- **SELECTED EXTRACT**:
⁂

For the past 30 years World Land Trust’s (WLT) Venezuelan partner, Provita, has made it their mission to save their habitat and guard nest sites. Since 2008, the Chacaracual Community Conservation Area has protected 1,809 acres (732 hectares) on the Macanao peninsula of Margarita Island, where the parrots breed each year. Additionally, in the private lands of Hato San Francisco-Arenera La Chica, other nest sites are protected every year. This year, Provita’s Keepers of the Wild (funded by WLT) and members of the community were not going to let the pandemic crisis and subsequent quarantine stand in the way of their round-the-clock vigil.

Yellow-shouldered Parrots in their desert shrubland on Margarita Island. Image Credit: Jose Manuel Briceno.

COVID-19 could have been disastrous

Every year in May the parrots choose their nest sites and during March and April, Provita’s rangers and local volunteers ensure that the nest sites are ready for habitation. This involves checking natural nest holes and installing artificial nest boxes where suitable trees have been lost. They then gear themselves up for monitoring and 24-hour surveillance. The pandemic and resulting lockdown of 2020 could have been catastrophic for this year’s chicks. Without shielding, there would have been ample opportunity for unscrupulous collectors to stalk the nests and steal the chicks.

⁂

- **RECORDS**:
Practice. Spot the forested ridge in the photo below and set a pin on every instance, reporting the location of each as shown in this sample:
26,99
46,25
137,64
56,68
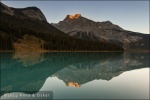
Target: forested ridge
13,28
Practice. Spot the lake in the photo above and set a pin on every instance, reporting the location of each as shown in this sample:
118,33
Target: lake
77,75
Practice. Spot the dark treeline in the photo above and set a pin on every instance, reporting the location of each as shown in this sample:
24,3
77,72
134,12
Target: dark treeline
14,28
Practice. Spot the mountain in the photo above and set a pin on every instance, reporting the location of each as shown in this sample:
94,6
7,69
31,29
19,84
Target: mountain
83,28
26,29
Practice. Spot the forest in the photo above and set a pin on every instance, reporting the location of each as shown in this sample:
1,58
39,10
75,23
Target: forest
13,28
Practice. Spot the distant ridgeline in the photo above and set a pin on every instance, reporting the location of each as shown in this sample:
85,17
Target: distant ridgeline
28,28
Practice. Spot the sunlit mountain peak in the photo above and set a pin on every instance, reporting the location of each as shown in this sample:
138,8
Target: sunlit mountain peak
74,16
73,84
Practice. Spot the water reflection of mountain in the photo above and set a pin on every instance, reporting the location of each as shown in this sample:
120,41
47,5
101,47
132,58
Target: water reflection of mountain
20,75
102,68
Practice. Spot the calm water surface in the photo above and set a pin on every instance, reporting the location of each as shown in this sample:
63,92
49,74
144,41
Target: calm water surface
106,75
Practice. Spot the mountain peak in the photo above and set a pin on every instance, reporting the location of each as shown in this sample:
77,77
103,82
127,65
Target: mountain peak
75,16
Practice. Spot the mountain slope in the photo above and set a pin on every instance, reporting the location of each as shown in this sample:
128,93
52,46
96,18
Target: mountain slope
16,23
84,28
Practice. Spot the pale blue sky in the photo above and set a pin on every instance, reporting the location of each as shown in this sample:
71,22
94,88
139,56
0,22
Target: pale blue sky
130,15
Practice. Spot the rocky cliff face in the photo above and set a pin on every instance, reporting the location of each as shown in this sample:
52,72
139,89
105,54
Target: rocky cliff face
81,27
33,13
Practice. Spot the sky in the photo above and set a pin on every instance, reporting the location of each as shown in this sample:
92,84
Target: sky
130,15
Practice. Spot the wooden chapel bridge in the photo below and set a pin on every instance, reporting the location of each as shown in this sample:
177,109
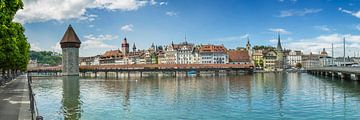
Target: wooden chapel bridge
173,69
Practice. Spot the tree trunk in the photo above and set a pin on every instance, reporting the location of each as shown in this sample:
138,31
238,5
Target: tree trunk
8,74
2,72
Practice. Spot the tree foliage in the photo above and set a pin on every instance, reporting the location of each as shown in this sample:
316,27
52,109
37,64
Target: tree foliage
298,65
46,57
14,48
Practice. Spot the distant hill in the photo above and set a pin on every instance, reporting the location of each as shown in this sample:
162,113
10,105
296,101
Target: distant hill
46,57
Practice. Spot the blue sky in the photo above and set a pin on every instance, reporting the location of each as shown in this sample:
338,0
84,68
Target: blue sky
307,25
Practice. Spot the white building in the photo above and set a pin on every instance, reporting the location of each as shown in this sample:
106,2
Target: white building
182,53
213,54
293,58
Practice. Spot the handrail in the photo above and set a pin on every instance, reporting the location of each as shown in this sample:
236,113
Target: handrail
33,105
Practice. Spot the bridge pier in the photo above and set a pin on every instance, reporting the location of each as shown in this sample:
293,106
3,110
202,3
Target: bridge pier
216,72
345,76
357,77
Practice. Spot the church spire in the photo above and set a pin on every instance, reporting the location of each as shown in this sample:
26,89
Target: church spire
248,45
279,48
134,47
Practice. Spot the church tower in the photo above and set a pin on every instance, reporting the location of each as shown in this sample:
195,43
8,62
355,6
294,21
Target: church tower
125,47
70,44
280,53
248,45
134,48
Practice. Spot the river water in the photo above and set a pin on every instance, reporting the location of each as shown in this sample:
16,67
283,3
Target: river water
246,96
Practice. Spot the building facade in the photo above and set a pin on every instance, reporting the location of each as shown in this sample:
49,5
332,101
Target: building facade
212,54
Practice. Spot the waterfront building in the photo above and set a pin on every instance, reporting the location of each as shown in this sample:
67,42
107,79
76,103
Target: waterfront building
125,46
279,55
257,58
93,60
339,61
271,61
70,44
324,59
293,58
180,53
239,57
212,54
32,64
111,57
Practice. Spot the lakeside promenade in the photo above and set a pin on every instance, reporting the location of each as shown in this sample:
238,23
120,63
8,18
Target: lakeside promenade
14,100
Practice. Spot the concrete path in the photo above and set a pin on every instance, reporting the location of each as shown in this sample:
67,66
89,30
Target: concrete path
14,100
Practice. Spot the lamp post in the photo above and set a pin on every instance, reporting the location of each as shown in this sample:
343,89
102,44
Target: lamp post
332,54
344,53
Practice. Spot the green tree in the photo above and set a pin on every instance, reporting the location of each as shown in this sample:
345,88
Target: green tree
46,57
14,47
262,47
298,65
259,63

⁂

- **PROBLEMS TO WORK ON**:
1/ In the parrot conservation text, repeat the passage that begins at the words "Every year in" and stops after "steal the chicks.", switching "rangers" to "wardens".
2/ For each statement below, say whether it agrees with the parrot conservation text, and quote the words that decide it. (a) The Chacaracual Community Conservation Area has protected land since 2008. (b) The parrots choose their nest sites in March. (c) WLT funds Provita’s Keepers of the Wild.

- **ANSWERS FOR THE TASKS**:
1/
Every year in May the parrots choose their nest sites and during March and April, Provita’s wardens and local volunteers ensure that the nest sites are ready for habitation. This involves checking natural nest holes and installing artificial nest boxes where suitable trees have been lost. They then gear themselves up for monitoring and 24-hour surveillance. The pandemic and resulting lockdown of 2020 could have been catastrophic for this year’s chicks. Without shielding, there would have been ample opportunity for unscrupulous collectors to stalk the nests and steal the chicks.

2/
(a) Yes: "Since 2008, the Chacaracual Community Conservation Area has protected 1,809 acres (732 hectares)"
(b) No: "Every year in May the parrots choose their nest sites"
(c) Yes: "Provita’s Keepers of the Wild (funded by WLT)"